### EXERCISE DIRECTIONS
Nothing may be changed. Give the entries below again exactly.

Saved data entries
^^^^

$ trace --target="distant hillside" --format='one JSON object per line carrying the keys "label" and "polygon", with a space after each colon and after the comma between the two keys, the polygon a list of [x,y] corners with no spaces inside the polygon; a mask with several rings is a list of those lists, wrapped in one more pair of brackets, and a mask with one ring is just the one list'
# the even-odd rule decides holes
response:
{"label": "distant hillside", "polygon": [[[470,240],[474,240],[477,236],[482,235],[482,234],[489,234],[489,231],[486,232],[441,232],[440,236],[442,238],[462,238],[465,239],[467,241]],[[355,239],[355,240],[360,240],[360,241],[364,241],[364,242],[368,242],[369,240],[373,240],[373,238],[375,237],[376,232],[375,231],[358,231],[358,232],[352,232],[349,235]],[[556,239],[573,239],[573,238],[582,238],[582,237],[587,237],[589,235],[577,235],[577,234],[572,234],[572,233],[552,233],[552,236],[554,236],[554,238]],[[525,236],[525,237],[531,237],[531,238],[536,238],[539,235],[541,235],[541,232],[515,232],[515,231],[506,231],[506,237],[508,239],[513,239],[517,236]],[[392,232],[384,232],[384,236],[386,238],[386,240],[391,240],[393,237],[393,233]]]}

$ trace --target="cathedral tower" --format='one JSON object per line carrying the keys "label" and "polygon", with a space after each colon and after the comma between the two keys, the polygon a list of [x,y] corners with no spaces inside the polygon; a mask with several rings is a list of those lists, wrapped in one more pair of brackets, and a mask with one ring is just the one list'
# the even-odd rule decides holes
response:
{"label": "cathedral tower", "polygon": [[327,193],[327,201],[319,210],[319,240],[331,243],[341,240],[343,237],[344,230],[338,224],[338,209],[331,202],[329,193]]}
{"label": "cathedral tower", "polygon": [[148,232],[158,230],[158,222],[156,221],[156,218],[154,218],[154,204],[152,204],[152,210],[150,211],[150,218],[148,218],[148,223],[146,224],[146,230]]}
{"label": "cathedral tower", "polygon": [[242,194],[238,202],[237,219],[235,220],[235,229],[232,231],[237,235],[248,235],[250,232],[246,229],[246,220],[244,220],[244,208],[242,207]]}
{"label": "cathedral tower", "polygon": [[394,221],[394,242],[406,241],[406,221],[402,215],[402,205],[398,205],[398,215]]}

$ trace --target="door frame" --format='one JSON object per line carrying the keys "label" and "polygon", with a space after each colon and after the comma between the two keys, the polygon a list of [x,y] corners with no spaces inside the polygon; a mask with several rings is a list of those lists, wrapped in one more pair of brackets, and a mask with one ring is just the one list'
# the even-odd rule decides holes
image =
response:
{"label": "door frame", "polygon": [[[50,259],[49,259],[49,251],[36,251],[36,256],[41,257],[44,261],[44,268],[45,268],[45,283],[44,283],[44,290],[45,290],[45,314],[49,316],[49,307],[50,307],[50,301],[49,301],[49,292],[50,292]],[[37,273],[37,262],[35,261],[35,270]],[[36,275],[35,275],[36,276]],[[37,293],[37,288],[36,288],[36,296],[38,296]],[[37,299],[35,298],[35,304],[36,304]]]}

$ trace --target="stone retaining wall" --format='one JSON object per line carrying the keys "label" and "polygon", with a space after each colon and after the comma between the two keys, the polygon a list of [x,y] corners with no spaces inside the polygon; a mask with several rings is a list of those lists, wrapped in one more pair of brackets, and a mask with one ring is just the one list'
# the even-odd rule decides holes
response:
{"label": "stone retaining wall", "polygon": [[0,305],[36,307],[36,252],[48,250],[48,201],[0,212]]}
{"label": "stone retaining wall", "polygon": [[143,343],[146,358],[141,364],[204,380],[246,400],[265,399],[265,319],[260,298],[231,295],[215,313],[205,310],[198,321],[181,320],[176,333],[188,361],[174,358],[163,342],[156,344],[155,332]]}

^^^^

### SOLUTION BELOW
$ trace --target="distant hillside" --format='one JSON object per line carrying the keys "label" and "polygon", with a space after each colon and after the comma between the two keys, the polygon a list of [x,y] corners with no spaces inside the polygon; a mask with several rings is a list of those lists, wrapped in one more pair of brackets, and a mask with one ring is just the one list'
# the even-odd rule decides holes
response:
{"label": "distant hillside", "polygon": [[[470,240],[474,240],[477,236],[482,235],[482,234],[489,234],[489,231],[486,232],[441,232],[440,236],[442,238],[462,238],[465,239],[467,241]],[[355,239],[355,240],[360,240],[360,241],[364,241],[364,242],[368,242],[369,240],[373,240],[373,238],[375,237],[376,232],[375,231],[358,231],[358,232],[352,232],[349,235]],[[556,239],[573,239],[573,238],[582,238],[582,237],[587,237],[589,235],[577,235],[577,234],[572,234],[572,233],[552,233],[552,236],[554,236],[554,238]],[[525,236],[525,237],[531,237],[531,238],[536,238],[539,235],[541,235],[541,232],[515,232],[515,231],[506,231],[506,237],[508,239],[513,239],[517,236]],[[392,232],[384,232],[384,236],[386,238],[386,240],[391,240],[393,237],[393,233]]]}

$ trace --target="cathedral tower" --format='one JSON object per line carrying the keys "label" and "polygon", with a space after each colon and after the comma between the two keys, the polygon a list of [x,y] corners with no spaces inside the polygon; a mask with several rings is a list of those lists, wrapped in one more pair of brackets, and a mask with one ring is just the one list'
# the even-odd rule decides holes
response:
{"label": "cathedral tower", "polygon": [[327,193],[327,201],[319,210],[319,240],[331,243],[341,240],[343,237],[344,230],[338,224],[338,209],[331,202],[329,193]]}
{"label": "cathedral tower", "polygon": [[148,232],[158,230],[158,222],[156,221],[156,218],[154,218],[154,204],[152,204],[152,210],[150,211],[150,218],[148,218],[148,223],[146,224],[146,230]]}
{"label": "cathedral tower", "polygon": [[242,194],[238,202],[237,219],[235,220],[235,229],[232,231],[237,235],[248,235],[250,232],[246,229],[246,220],[244,220],[244,208],[242,207]]}
{"label": "cathedral tower", "polygon": [[394,221],[394,242],[406,241],[406,221],[402,215],[402,205],[398,205],[398,215]]}

$ trace --target="door frame" --format='one JSON object per line carrying the keys "label" and "polygon", with a space after each colon and after the comma between the two keys, the polygon a list of [x,y] corners with no spaces inside the polygon; a mask with several rings is a list of those lists, wrapped in one more pair of brackets, and a mask with one ring is just the one list'
# the even-odd rule decides holes
image =
response:
{"label": "door frame", "polygon": [[[50,259],[49,259],[49,251],[36,251],[36,256],[41,257],[44,261],[44,268],[45,268],[45,283],[44,283],[44,290],[45,290],[45,314],[49,316],[49,307],[50,307],[50,301],[49,301],[49,292],[50,292]],[[37,273],[37,262],[35,261],[35,270]],[[36,275],[35,275],[36,276]],[[37,293],[37,288],[36,288],[36,296],[38,296]],[[37,299],[35,298],[35,304],[36,304]]]}

$ trace --target="stone retaining wall" --format='one JSON object per line carrying the keys "label" and "polygon", with a space after each colon and after the comma between the two keys, the polygon a list of [x,y] corners with no spaces inside the polygon; a mask with several rings is a list of those lists, wrapped in one more pair of brackets, and a mask with one ring is just the one list'
# the even-odd rule decides holes
response:
{"label": "stone retaining wall", "polygon": [[0,305],[36,307],[36,252],[48,250],[48,201],[0,212]]}
{"label": "stone retaining wall", "polygon": [[143,343],[146,358],[141,364],[204,380],[246,400],[265,399],[265,319],[260,298],[231,295],[215,313],[205,310],[198,321],[181,320],[176,333],[188,361],[174,358],[163,342],[156,344],[155,332]]}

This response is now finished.